Locate each line in the items that contains the string "label" with the same capitalization, and copy those lines.

(Excerpt from a dataset)
* * * *

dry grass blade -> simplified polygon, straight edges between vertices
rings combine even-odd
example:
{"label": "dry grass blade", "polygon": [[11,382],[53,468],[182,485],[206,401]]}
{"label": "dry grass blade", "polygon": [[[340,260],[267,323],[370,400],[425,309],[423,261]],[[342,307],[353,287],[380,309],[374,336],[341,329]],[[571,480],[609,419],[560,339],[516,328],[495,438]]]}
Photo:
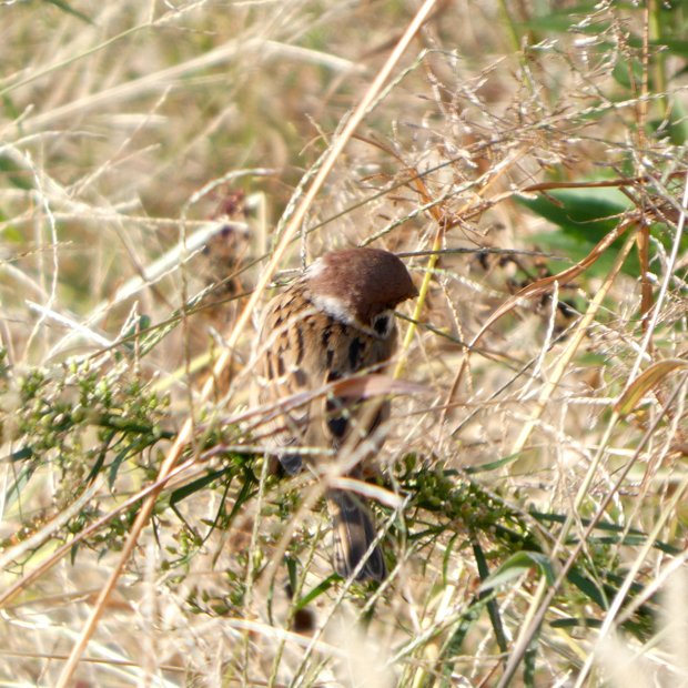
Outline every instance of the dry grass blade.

* * * *

FINISHED EXERCISE:
{"label": "dry grass blade", "polygon": [[11,382],[53,468],[182,485],[206,401]]}
{"label": "dry grass blade", "polygon": [[[340,260],[267,323],[370,400],[425,309],[423,261]],[[342,307],[353,287],[380,309],[374,336],[341,329]],[[571,480],[609,419],[560,339],[516,328],[495,438]]]}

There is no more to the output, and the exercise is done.